# [WHAT THE TASK ASKS]
In the material below, find the line containing "Tag the sun" and the line containing "Target: sun", then reproduce exactly both of them and every line between, and nothing else.

# [DATA RECORDS]
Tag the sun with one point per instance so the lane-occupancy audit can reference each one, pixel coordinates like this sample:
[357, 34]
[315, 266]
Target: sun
---
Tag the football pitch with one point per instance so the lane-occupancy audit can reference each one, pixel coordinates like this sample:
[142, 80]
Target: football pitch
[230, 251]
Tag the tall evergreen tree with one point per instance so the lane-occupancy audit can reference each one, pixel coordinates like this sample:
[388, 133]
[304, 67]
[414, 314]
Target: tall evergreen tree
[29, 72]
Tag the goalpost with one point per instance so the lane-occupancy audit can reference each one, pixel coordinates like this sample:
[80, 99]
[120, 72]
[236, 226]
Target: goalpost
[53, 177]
...
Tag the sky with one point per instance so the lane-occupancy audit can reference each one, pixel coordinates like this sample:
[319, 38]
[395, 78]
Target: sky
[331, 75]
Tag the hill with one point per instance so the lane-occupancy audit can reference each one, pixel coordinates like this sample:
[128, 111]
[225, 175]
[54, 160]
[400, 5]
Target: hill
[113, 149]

# [THE COMPLETED TASK]
Tag the sun with one point per instance so the lane-occupancy audit can reference each one, pixel coordinates like this sample:
[357, 34]
[315, 266]
Target: sun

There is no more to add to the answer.